Pesan Komentator kelas berat mantan praktisi ini, menunjukkan bahwa lahirnya inovasi Griya Swakarya bukan berangkat dari perspektif kemurnian. Ini terungkap dari pernyataannya “...sy termasuk yang tidak setuju dengan jual beli murabahah model wakalah (tapi bukan berarti salah)...”.Lalu dari perspektif apa produk itu lahir ? inilah yang akan menjadi bahan analisis dalam tulisan bertajuk “Griya Swakarya ; Kemurnian atau Diversifikasi Produk ?”.  

Pesan kedua Komentator kelas berat mantan praktisi, menunjukkan bahwa ia sendiri memandang rendah wakalah yang dijalankan oleh Bank Syariah. Ini terungkap dari pernyataannya “...coba dicek di bank ente, rumah yang dimurabahahin sudah jadi milik bank belum?, paling diwakalahin”.

“Jika bank hendak mewakilkan kepada nasabah untuk membeli barang dari pihak ketiga, akad jual beli murabahah harus dilakukan setelah barang, secara prinsip, menjadi milik bank” [lihat Fatwa DSN MUI No. 04/DSN-MUI/IV/2000 tentang Murabahah dan Kompilasi Hukum Ekonomi Syariah (KHES) pasal 119]. Wakalah merupakan jembatan pemenuhan syarat mutsman, yaitu mutsman harus milik penjual. [Fikih Mu’amalah Maliyyah Jilid Akad Jual Beli, hal 217].

Penulis enggan memberi tanggapan langsung atas pernyataan kedua Komentator kelas berat mantan praktisi itu. Mengingat ia telah menyatakan bahwa penulis hanya berangkat dari kacamata akademisi yang bersemayam idealisme. Apa kata dunia bila ada Dosen yang membaca kalimat sarkastik itu? Atau mungkin sang komentator itu tidak pernah “menelan” bangku kuliah sehingga gaya bahasanya jadi seperti itu ? Atau .... ?

----

- Ketentuan Tugas 1: Kutip dari teks tentang murabahah dan wakalah, mulai pada kata-kata yang memuat "Pesan kedua Komentator", lalu berhenti setelah "Beli, hal 217].".
- Ketentuan Tugas 2: Teruskan teks tentang murabahah dan wakalah, dimulai sesudah kalimat terakhirnya.
Catatan sesudah ini tidak diperlukan.

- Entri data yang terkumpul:
----

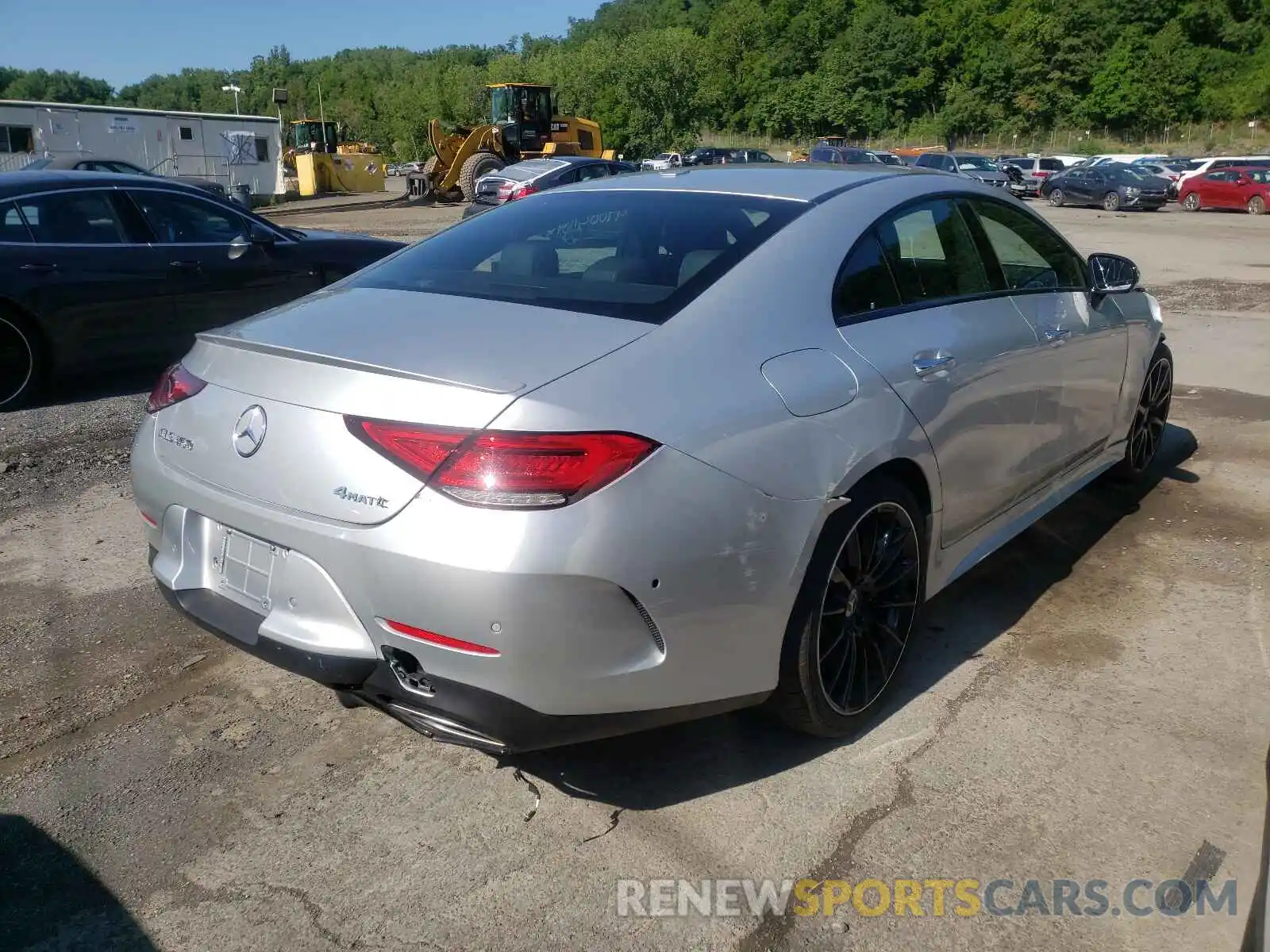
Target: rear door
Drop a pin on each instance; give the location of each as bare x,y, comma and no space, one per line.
914,301
210,283
1080,363
92,278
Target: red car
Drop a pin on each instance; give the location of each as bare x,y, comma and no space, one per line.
1237,187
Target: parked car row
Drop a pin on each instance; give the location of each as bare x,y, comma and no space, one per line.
103,270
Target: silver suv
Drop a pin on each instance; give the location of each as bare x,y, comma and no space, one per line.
964,164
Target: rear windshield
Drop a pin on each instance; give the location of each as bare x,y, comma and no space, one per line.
637,254
529,169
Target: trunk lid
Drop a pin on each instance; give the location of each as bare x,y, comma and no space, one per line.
400,355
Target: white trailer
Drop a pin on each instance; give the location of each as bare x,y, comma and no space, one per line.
234,150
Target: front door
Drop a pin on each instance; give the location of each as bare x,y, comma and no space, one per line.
1081,359
960,362
210,285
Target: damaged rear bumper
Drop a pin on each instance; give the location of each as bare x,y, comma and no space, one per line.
437,708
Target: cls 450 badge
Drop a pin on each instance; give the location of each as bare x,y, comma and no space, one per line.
175,438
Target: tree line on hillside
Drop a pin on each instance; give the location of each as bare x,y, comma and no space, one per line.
656,73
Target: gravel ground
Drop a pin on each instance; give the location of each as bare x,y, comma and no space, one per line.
1091,702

----

- Jawaban Tertulis 1:
Pesan kedua Komentator kelas berat mantan praktisi, menunjukkan bahwa ia sendiri memandang rendah wakalah yang dijalankan oleh Bank Syariah. Ini terungkap dari pernyataannya “...coba dicek di bank ente, rumah yang dimurabahahin sudah jadi milik bank belum?, paling diwakalahin”.

“Jika bank hendak mewakilkan kepada nasabah untuk membeli barang dari pihak ketiga, akad jual beli murabahah harus dilakukan setelah barang, secara prinsip, menjadi milik bank” [lihat Fatwa DSN MUI No. 04/DSN-MUI/IV/2000 tentang Murabahah dan Kompilasi Hukum Ekonomi Syariah (KHES) pasal 119]. Wakalah merupakan jembatan pemenuhan syarat mutsman, yaitu mutsman harus milik penjual. [Fikih Mu’amalah Maliyyah Jilid Akad Jual Beli, hal 217].

- Jawaban Tertulis 2:
Konsekuensi Sebuah Kemurnian
Beberapa tahun ini kampanye kembali kepada kemurnian atau purifikasi agama gencar dilakukan oleh sebagian masyarakat di Indonesia. Mulai dari persoalan fiqh ibadah hingga sampai juga kepada fiqh muamalah. Saking gencarnya kampanye itu, mereka yang ingin sekali disebut sebagai Islam versi Salafi (awas jangan dibaca talafi ya!!) membuat polarisasi dalam dunia dakwah dengan memunculkan istilah “Ustadz Sunnah”.[https://irham-anas.blogspot.co.id/2017/06/ustadz-sunnah.html]. Seakan tidak mau kalah dengan mereka, kelompok lain pun muncul dengan istilah “Ustadz Wajib”. [http://islamictawsia.blogspot.co.id/2017/06/tinggalkan-ustadz-ustadz - sunah - ikuti .html]. Mungkin kita hanya tinggal menunggu waktu muncul kelompok dengan istilah yang tak kalah spektakuler semisal ; Ustadz Mubah, Makruh atau bahkan Haram. Lâ hawla wa lâ quwwata illâ billâh.

Kembali pada topik Griya Swakarya. Sungguh membingungkan jika ada orang yang menganggap bahwa Griya Swakarya merupakan “true murabaha” (Murabahah Yang Benar selanjutnya akan ditulis “kemurnian/murni”). Klaim kemurnian akan mengakibatkan produk skim murabahah lain yang tidak sesuai kaidah Griya Swakarya menjadi tidak murni lagi.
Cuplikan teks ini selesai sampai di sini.